= PROBLEM STATEMENT =
Once you reach the line holding "column 178, row 39", write out that line and every later one exactly, ending with the last line of the data; write nothing else.

_ _ _ _ _ _ _

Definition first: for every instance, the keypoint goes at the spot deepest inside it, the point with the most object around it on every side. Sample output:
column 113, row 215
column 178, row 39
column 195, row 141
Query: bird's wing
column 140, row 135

_ _ _ _ _ _ _

= TASK RESPONSE =
column 178, row 39
column 195, row 141
Query: bird's wing
column 140, row 135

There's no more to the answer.